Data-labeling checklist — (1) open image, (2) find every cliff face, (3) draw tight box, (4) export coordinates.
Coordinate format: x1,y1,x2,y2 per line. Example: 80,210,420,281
==
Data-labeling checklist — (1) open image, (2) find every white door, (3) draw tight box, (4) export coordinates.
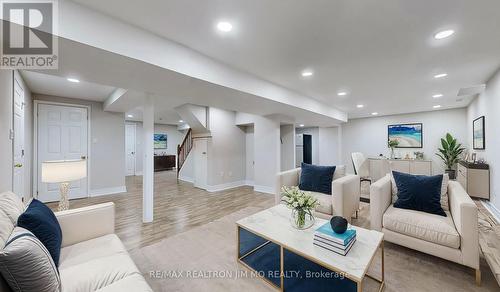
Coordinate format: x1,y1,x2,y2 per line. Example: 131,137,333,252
---
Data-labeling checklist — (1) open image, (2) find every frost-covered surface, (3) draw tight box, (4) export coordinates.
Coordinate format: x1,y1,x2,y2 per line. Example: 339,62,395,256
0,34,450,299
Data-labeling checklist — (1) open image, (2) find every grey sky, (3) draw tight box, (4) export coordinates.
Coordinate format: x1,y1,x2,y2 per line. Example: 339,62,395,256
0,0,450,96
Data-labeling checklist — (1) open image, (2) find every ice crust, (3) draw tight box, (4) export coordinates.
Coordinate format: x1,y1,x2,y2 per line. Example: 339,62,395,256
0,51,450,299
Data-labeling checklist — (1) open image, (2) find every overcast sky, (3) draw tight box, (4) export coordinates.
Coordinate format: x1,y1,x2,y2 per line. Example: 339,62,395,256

Exercise directions
Starting at the line that has "surface, (3) draw tight box, (4) export coordinates." and ending after the line that has "0,34,450,299", write those lines out again, substituting "snow-covered" for "frost-covered" and leaving everything else unchanged.

Solution to this exercise
Data-labeling checklist — (1) open image, (2) find every snow-covered surface, (3) draw tight box, (4) export coordinates.
Coordinate format: x1,y1,x2,y2 per line. Example: 339,62,395,256
0,34,450,299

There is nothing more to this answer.